▸ **Your goal**: Reproduce verbatim the lines of the data starting at the line that contains "stone pillar, imagine" and ending at the line that contains "[[528, 357]]", both lines included. Output nothing else.

▸ **Records for the task**:
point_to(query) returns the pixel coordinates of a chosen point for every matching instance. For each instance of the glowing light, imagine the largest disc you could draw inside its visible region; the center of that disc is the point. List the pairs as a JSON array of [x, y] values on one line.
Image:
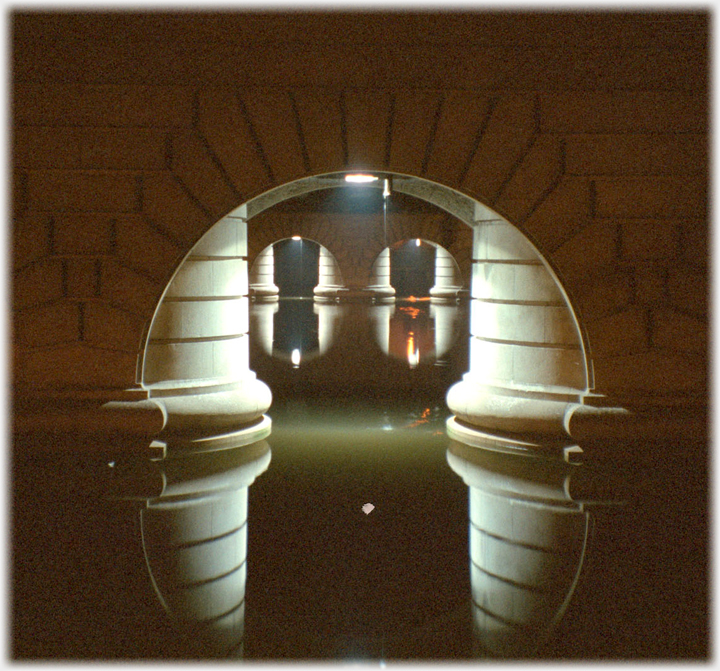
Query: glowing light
[[360, 178], [413, 352]]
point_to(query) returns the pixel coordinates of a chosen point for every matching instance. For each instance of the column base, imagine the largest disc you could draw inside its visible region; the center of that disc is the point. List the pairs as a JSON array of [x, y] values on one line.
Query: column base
[[252, 433], [562, 448]]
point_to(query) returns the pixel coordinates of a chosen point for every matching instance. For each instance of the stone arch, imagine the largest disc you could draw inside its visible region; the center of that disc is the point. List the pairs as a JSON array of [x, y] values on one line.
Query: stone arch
[[196, 357]]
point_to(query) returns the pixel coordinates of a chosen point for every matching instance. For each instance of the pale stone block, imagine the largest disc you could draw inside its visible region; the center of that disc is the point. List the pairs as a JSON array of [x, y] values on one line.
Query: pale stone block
[[501, 240], [517, 562], [228, 237], [523, 323], [512, 603], [504, 281], [223, 359], [195, 520], [206, 560], [200, 277], [208, 600], [490, 362], [526, 522], [201, 319], [548, 366]]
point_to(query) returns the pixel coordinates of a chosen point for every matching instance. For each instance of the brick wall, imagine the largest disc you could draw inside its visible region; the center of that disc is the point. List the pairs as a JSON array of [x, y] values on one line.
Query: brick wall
[[588, 132]]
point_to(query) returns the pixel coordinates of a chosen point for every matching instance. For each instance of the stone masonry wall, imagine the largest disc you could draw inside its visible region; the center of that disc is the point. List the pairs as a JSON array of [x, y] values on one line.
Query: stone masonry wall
[[132, 135]]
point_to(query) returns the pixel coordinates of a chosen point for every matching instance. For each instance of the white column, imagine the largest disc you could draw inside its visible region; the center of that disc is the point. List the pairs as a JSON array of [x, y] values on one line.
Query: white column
[[380, 316], [445, 317], [329, 321], [195, 542], [448, 283], [197, 358], [262, 279], [380, 287], [330, 285], [527, 543], [527, 362], [263, 326]]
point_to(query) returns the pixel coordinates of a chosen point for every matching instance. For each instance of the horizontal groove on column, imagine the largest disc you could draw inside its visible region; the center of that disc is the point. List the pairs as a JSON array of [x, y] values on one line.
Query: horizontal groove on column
[[191, 544], [206, 581], [510, 301], [222, 615], [510, 541], [198, 257], [527, 343], [514, 583], [199, 299], [495, 616], [180, 341], [510, 262]]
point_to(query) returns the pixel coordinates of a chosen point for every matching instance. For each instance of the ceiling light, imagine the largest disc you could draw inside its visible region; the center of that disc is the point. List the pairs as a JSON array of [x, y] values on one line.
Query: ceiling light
[[360, 178]]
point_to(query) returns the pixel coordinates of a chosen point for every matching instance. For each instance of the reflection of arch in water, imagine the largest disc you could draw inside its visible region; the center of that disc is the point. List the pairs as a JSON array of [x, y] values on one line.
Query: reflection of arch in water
[[194, 537], [528, 540], [329, 284], [413, 340]]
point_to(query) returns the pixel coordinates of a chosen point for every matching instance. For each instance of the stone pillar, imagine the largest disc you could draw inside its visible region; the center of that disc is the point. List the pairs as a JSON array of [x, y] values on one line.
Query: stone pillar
[[262, 280], [380, 288], [262, 315], [330, 283], [448, 285], [197, 357], [527, 362], [329, 320], [527, 542], [194, 537], [444, 317], [380, 316]]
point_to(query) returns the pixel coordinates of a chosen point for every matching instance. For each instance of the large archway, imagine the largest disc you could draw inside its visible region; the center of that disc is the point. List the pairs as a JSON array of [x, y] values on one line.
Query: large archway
[[528, 357]]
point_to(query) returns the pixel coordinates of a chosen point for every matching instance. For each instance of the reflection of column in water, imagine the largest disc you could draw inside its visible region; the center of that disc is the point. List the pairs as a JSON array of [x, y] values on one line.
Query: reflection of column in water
[[380, 280], [195, 542], [444, 316], [329, 318], [380, 315], [262, 316], [527, 545]]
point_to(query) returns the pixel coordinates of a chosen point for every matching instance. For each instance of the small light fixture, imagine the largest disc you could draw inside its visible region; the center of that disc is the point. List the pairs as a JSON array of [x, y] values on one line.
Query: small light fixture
[[360, 178]]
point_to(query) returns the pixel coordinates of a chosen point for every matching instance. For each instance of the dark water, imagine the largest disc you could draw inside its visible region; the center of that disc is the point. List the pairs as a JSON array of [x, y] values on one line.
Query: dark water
[[325, 580]]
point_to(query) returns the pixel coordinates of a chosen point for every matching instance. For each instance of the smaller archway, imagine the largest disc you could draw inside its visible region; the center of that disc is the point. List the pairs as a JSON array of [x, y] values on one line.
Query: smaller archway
[[295, 267], [412, 268], [419, 268]]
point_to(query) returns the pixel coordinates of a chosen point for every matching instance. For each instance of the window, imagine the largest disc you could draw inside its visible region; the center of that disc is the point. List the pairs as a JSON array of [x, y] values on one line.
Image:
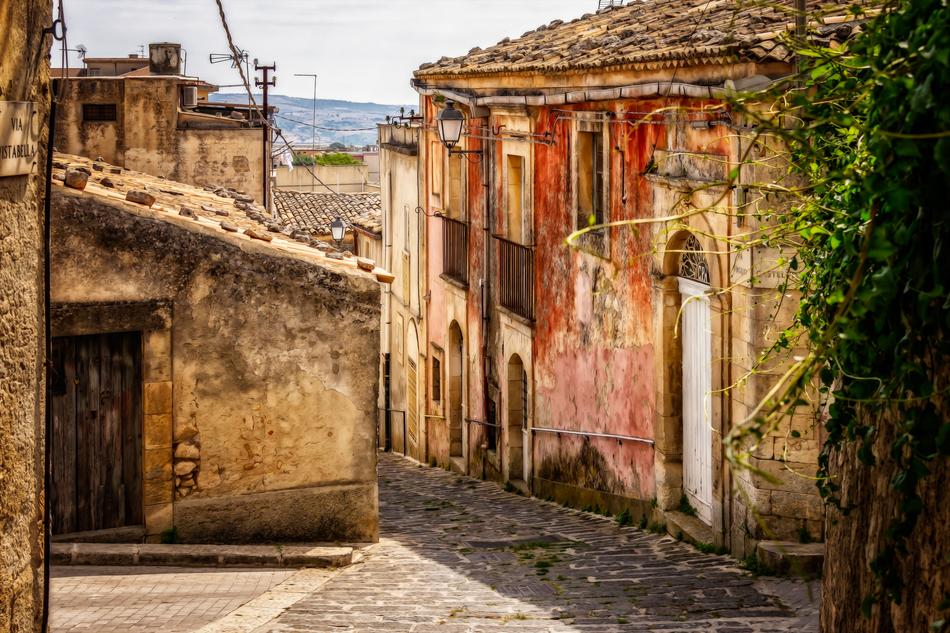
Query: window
[[400, 333], [98, 112], [515, 177], [453, 185], [436, 381], [591, 184], [406, 279], [438, 166]]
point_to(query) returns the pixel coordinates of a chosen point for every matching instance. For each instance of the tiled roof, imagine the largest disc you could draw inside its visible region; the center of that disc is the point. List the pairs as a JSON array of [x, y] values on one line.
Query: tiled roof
[[654, 34], [314, 212], [225, 214]]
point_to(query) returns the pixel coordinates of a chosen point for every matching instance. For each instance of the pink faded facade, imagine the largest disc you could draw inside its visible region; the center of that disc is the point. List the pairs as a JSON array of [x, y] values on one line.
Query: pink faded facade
[[607, 372]]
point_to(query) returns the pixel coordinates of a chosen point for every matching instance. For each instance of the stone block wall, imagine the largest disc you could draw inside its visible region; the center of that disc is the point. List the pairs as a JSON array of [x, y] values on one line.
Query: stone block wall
[[24, 76], [260, 378]]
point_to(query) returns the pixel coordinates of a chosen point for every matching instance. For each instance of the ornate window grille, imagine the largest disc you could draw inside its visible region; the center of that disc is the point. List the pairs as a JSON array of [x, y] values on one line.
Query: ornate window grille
[[692, 262]]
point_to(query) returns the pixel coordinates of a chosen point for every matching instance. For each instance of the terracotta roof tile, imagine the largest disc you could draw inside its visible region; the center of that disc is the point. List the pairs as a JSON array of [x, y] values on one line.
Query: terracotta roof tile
[[314, 212], [211, 210], [654, 33]]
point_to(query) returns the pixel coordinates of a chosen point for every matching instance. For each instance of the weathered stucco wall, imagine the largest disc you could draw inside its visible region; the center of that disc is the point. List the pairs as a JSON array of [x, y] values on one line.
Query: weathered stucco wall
[[605, 348], [273, 376], [594, 345], [24, 76], [146, 137]]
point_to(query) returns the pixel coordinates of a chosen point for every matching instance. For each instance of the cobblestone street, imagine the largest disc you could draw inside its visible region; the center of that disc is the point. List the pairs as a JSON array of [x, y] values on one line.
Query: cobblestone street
[[459, 555]]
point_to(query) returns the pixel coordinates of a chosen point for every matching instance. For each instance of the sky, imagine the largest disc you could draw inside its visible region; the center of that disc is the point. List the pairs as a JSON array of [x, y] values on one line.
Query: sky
[[361, 50]]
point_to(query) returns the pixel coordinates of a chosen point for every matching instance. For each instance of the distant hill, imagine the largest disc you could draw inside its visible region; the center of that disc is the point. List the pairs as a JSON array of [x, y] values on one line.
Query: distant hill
[[349, 122]]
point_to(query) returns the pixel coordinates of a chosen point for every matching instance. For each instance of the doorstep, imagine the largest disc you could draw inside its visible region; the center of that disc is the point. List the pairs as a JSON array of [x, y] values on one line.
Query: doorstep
[[794, 559], [688, 528], [131, 554]]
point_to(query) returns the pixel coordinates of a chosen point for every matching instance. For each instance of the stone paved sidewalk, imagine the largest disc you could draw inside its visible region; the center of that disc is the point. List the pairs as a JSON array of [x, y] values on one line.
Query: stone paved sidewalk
[[151, 599], [462, 556]]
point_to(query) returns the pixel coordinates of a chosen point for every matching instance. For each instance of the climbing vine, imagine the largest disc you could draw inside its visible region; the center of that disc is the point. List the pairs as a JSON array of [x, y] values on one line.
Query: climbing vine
[[871, 137]]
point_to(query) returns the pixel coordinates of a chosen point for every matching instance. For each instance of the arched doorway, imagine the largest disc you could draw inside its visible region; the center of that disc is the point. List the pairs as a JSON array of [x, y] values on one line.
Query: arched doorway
[[696, 345], [517, 422], [456, 381], [412, 392]]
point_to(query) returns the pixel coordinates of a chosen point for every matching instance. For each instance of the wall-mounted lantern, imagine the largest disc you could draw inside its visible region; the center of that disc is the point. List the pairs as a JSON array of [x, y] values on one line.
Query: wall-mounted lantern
[[451, 122]]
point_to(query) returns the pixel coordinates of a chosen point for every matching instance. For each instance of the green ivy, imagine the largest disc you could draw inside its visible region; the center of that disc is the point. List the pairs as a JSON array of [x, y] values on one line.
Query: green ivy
[[873, 229]]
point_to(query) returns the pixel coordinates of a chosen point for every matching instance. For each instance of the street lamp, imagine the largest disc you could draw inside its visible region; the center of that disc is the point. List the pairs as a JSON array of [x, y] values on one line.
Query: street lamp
[[338, 231], [451, 122]]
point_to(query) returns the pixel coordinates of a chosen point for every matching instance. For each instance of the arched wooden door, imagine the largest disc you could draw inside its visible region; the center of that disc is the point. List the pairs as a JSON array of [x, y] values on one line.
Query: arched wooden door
[[696, 342]]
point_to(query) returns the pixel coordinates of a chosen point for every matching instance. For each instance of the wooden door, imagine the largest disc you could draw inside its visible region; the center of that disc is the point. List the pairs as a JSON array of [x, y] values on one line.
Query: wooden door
[[412, 404], [96, 443], [696, 338]]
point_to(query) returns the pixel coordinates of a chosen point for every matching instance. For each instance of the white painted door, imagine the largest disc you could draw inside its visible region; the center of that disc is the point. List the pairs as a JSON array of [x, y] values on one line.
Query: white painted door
[[696, 338]]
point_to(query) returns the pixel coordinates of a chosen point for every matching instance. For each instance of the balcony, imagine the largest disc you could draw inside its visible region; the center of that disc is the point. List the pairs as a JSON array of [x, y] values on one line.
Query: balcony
[[516, 277], [455, 250]]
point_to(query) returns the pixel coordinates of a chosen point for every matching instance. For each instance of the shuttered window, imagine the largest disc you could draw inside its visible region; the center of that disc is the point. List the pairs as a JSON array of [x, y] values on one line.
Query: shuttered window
[[98, 112]]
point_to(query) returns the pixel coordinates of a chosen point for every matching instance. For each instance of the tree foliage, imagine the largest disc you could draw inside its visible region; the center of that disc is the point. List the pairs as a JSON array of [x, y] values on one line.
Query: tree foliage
[[873, 226]]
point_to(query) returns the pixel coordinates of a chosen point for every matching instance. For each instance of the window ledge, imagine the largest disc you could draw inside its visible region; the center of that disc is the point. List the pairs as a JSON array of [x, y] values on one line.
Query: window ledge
[[514, 316], [461, 285]]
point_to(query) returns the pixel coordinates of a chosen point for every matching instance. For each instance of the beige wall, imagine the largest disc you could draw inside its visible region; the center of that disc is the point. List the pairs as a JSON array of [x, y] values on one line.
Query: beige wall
[[260, 394], [406, 336], [146, 135], [23, 76], [339, 178]]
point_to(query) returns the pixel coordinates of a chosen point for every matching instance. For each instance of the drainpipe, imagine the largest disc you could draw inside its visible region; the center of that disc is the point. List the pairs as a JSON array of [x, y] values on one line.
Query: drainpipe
[[48, 341], [486, 285]]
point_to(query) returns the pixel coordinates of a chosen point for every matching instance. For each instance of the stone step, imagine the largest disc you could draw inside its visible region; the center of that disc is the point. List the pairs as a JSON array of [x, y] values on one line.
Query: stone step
[[794, 559], [130, 554]]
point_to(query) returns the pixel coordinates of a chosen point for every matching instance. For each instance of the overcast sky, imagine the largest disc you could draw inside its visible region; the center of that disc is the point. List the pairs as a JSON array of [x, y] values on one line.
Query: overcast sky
[[362, 50]]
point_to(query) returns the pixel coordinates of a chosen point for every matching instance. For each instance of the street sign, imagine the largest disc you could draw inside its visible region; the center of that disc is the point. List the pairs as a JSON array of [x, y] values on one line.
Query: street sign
[[19, 138]]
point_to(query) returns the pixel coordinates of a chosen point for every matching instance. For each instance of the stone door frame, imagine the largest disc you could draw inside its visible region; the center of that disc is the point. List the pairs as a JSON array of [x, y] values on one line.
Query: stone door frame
[[668, 423], [154, 320]]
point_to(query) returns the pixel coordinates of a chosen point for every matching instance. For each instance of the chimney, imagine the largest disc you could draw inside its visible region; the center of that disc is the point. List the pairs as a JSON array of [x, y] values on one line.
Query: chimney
[[164, 58]]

▸ **Written solution**:
point_to(query) returns the pixel coordinates of a chosen point for every matching instance. For each instance of the stone pillar, imagine the largest disc you could draw inside its visible region; the center of that disc is the point. List the pairs as a JSON array of [x, y] values on one line.
Query: stone pillar
[[262, 280], [380, 288], [262, 315], [330, 283], [448, 285], [197, 357], [527, 362], [329, 320], [527, 542], [194, 537], [444, 317], [380, 316]]
point_to(query) returns the pixel coordinates of a chosen point for every matching instance. For each instance of the large archway, imagine the largest disc you could draw inside its visible region; the center of that disc is the point. List the pairs as a JSON array of [x, y] values on one line.
Query: large archway
[[528, 357]]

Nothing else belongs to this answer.